#### ENTRIES SUPPLIED:

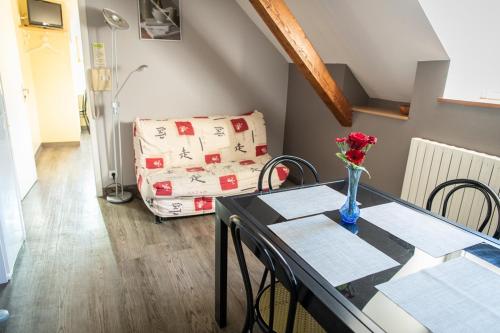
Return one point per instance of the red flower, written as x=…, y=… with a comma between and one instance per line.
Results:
x=355, y=156
x=372, y=140
x=357, y=140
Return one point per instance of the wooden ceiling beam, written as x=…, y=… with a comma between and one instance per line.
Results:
x=290, y=35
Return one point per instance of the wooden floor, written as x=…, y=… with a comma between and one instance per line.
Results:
x=89, y=266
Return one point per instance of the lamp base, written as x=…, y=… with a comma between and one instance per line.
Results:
x=118, y=198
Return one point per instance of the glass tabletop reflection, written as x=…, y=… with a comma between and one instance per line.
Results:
x=362, y=293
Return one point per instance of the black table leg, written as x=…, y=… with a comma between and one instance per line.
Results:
x=220, y=272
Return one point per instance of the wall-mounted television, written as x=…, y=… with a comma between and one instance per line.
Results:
x=45, y=14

#### TASK DIRECTIONS:
Reproduce word for word the lines of the material, starting at the line that contains "Return one point per instance of the wall-mounted" and ending at the final line of the material.

#### OUTPUT BELOW:
Return one point per instance of the wall-mounted television, written as x=…, y=… with a comma between and one instance per line.
Results:
x=45, y=14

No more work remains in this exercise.